Exercise: Render all of the records below as a numbered list, omitting any blank lines.

Items listed in a dataset:
— Begin —

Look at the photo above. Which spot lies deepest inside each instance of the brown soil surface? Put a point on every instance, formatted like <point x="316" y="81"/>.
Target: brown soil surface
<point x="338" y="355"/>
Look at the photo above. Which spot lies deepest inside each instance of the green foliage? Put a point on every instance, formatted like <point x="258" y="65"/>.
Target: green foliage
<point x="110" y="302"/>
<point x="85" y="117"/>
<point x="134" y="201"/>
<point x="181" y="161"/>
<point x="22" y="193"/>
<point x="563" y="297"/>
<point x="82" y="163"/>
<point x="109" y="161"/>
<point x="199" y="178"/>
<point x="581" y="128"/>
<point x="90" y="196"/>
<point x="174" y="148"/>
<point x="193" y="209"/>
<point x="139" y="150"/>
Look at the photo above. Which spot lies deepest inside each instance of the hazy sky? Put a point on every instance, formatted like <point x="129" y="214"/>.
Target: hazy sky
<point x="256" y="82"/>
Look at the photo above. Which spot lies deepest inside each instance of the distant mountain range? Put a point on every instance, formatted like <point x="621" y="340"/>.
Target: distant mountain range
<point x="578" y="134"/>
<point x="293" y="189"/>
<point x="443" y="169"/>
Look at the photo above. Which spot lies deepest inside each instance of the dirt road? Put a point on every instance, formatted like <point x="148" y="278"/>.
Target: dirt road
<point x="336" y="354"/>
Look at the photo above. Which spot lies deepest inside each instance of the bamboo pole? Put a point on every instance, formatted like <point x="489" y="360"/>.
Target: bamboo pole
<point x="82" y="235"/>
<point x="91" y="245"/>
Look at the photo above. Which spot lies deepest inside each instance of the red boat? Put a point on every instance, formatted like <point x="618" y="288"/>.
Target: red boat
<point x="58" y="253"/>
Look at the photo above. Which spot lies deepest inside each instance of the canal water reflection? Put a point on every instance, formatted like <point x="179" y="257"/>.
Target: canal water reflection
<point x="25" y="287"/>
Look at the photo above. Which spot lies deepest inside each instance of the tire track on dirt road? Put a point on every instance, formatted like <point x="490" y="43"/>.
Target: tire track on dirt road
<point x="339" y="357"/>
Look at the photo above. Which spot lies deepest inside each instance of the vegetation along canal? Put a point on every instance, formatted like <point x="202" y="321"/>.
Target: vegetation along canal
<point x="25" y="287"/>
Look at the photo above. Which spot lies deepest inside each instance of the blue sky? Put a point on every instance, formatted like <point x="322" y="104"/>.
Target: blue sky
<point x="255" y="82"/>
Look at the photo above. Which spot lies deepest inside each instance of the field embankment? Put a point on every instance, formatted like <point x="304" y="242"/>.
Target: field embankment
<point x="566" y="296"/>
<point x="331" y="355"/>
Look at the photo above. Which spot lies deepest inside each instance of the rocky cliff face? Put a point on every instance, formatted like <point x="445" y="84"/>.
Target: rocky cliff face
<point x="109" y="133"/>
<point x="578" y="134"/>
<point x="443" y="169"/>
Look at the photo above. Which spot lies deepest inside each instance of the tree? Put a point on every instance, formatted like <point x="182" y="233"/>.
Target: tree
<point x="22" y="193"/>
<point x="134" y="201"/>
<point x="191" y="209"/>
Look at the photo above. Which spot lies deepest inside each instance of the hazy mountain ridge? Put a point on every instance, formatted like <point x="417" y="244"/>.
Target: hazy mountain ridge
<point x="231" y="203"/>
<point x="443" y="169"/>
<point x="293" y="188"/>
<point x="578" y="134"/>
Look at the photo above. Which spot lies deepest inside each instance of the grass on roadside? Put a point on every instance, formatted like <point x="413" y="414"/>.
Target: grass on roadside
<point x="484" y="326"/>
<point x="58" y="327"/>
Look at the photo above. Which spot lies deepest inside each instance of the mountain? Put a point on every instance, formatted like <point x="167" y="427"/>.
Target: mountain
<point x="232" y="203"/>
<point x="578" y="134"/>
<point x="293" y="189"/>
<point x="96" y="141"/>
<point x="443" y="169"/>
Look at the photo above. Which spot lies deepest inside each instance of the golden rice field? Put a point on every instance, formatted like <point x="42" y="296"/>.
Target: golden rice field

— End —

Result below:
1. Look at the photo above. Which spot lies deepest inside each instance of the brown soil surface? Put a point on every instance, formatted like <point x="316" y="81"/>.
2. Target: brown soil surface
3. <point x="338" y="355"/>
4. Look at the photo above. Which spot lies deepest inside each instance of the green foliage? Put a point on every instance, formatted like <point x="258" y="65"/>.
5. Target: green foliage
6. <point x="110" y="302"/>
7. <point x="85" y="117"/>
8. <point x="134" y="201"/>
9. <point x="181" y="161"/>
10. <point x="22" y="193"/>
11. <point x="563" y="297"/>
12. <point x="82" y="163"/>
13. <point x="109" y="161"/>
14. <point x="199" y="178"/>
15. <point x="581" y="128"/>
16. <point x="90" y="196"/>
17. <point x="174" y="148"/>
18. <point x="193" y="209"/>
19. <point x="139" y="150"/>
20. Look at the photo above. Which spot lies deepest inside each instance of the hazy sky? Put a point on every instance, formatted like <point x="129" y="214"/>.
21. Target: hazy sky
22. <point x="256" y="82"/>
23. Look at the photo above. Which spot lies deepest inside each instance of the distant mountain range? Put a point on every instance, formatted like <point x="621" y="340"/>.
24. Target: distant mountain range
25. <point x="578" y="134"/>
26. <point x="293" y="189"/>
27. <point x="443" y="169"/>
28. Look at the photo above. Which spot lies deepest inside each instance of the dirt road? Put a point on every instance, formatted like <point x="148" y="278"/>.
29. Target: dirt road
30. <point x="336" y="354"/>
31. Look at the photo above. Which spot lies deepest inside each instance of the bamboo pole? Put a point on every instance, formatted like <point x="489" y="360"/>.
32. Target: bamboo pole
33. <point x="82" y="235"/>
34. <point x="91" y="245"/>
35. Look at the photo above. Which spot lies deepest inside each instance of the red boat? Put a point on every instance, formatted like <point x="618" y="288"/>.
36. Target: red boat
37. <point x="58" y="253"/>
38. Look at the photo above. Which spot lies deepest inside each instance of the canal water reflection? Put a point on every instance, formatted like <point x="179" y="257"/>.
39. Target: canal water reflection
40. <point x="25" y="287"/>
41. Look at the photo above. Which spot lies deepest inside each instance of the tire track on dirt road? Put a point on every instance, formatted like <point x="490" y="43"/>.
42. Target: tire track on dirt road
43. <point x="339" y="357"/>
44. Look at the photo above. Which spot lies deepest inside each instance of the vegetation along canal? Put a point on every instance, formatted like <point x="202" y="321"/>.
45. Target: vegetation along canal
46. <point x="25" y="287"/>
47. Look at the photo above. Which spot lies deepest inside each instance of the blue sky? Put a point on every instance, formatted like <point x="322" y="104"/>.
48. Target: blue sky
49. <point x="255" y="82"/>
50. Look at the photo above. Which spot lies deepest inside each instance of the field embankment? Put a point on every instance, formatted like <point x="304" y="242"/>.
51. Target: field embankment
52. <point x="566" y="296"/>
53. <point x="331" y="355"/>
54. Look at the photo above. Which spot lies deepest inside each instance of the rocky cliff face? Put a point on every instance, formatted like <point x="445" y="84"/>.
55. Target: rocky cliff face
56. <point x="109" y="133"/>
57. <point x="578" y="134"/>
58. <point x="443" y="169"/>
59. Look at the photo above. Which spot lies deepest inside each instance of the tree? Put a point on every instance, formatted like <point x="182" y="233"/>.
60. Target: tree
61. <point x="22" y="193"/>
62. <point x="134" y="201"/>
63. <point x="191" y="209"/>
64. Look at the photo above. Which spot lies deepest inside each instance of the hazy mountain ridge? Put a point on every instance, formatted like <point x="417" y="244"/>.
65. Target: hazy mountain ridge
66. <point x="231" y="203"/>
67. <point x="443" y="169"/>
68. <point x="293" y="188"/>
69. <point x="578" y="134"/>
70. Look at the photo above. Which spot lies deepest inside each instance of the grass on roadside? Put a point on every instance, formatted like <point x="413" y="414"/>.
71. Target: grass on roadside
72. <point x="484" y="326"/>
73. <point x="58" y="327"/>
74. Look at the photo above. Which spot lies deepest inside each instance of the mountain? Put a point on every instance, formatted like <point x="167" y="427"/>.
75. Target: mountain
76. <point x="232" y="203"/>
77. <point x="578" y="134"/>
78. <point x="293" y="189"/>
79. <point x="96" y="141"/>
80. <point x="443" y="169"/>
81. Look at the photo above. Which spot lies deepest inside each instance of the golden rice field? Put a point on every instance, formatted like <point x="42" y="296"/>.
82. Target: golden rice field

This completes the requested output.